TASK DETAILS:
Answer each question using the raw squid thread.
(a) In the first post, what food is raw squid said to be cheaper than per pound?
(b) According to pcrose, between which two points does the plastic-looking thing inside the squid run?
(c) What price does rong666 give for the seafood mix at trader joes in hollywood?

# Raw Squid



## rosecityrhom (Feb 3, 2003)

Tried out raw squid the other day and all my piranha's loved it...plus its cheaper a pound than raw shrimp here so this might be added to the main staple of food. If you try this just remember to take out the ink quill.


----------



## Atlanta Braves Baby! (Mar 12, 2003)

Ill have to give this a try


----------



## RhomZilla (Feb 12, 2003)

Squid, huh. Hate that shiet when moms cook it..*UGH*!! But if its good for the Ps, then I will try.


----------



## Death in #'s (Apr 29, 2003)

rosecityrhom said:


> Tried out raw squid the other day and all my piranha's loved it...plus its cheaper a pound than raw shrimp here so this might be added to the main staple of food. If you try this just remember to take out the ink quill.


how do u take out the ink quill .show pics if u have








sounds like a plan ill try it


----------



## lastyboy (Apr 14, 2003)

Yeah good idea Batman!!!
Will give it a go


----------



## SnowCichlid (Jan 10, 2003)

not to familiar with the squid. But it does sound like a rather brilliant idea :smile:


----------



## pcrose (Mar 9, 2003)

you can feel it in the back I showed kev how to do it awhile ago I learned it in school. Go to the back of the squid slit it open and you will see a plastic looking thing, it goes from the tip of the head to where the tentacles grow. and basically just pull it out and feel around in the squid to make sure you get it out next time we do this I will have kev take pics or I will.


----------



## o snap its eric (Feb 19, 2003)

hmmm... i wonder if its really good you know. The though texture of the meat seems hard to digest and rip apart. But hey, if what your doing is doiong it for you then why change. Let us know if you see any difference in your P.


----------



## JReezelle (May 18, 2003)

RhomZilla said:


> Squid, huh. Hate that shiet when moms cook it..*UGH*!! But if its good for the Ps, then I will try.


 Sup dog you don't like pusit? LOL j/k I'ma give that a try too.


----------



## rong666 (Mar 5, 2003)

hey rose, trader joes in hollywood has a good seafood mix for like 5.99 . its got precleaned squid ,shrimp, octopus ,mussells, and scallops. my natts love it.


----------

DATA SEGMENT:
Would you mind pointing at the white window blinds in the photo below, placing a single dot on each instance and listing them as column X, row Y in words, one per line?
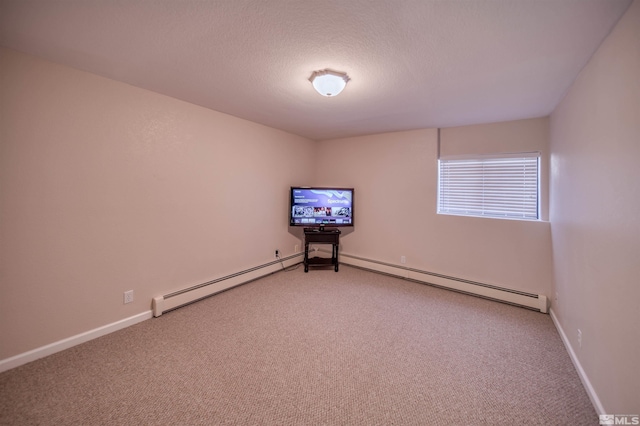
column 502, row 186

RESPONSE:
(a) Raw shrimp.
(b) From the tip of the head to where the tentacles grow.
(c) About 5.99.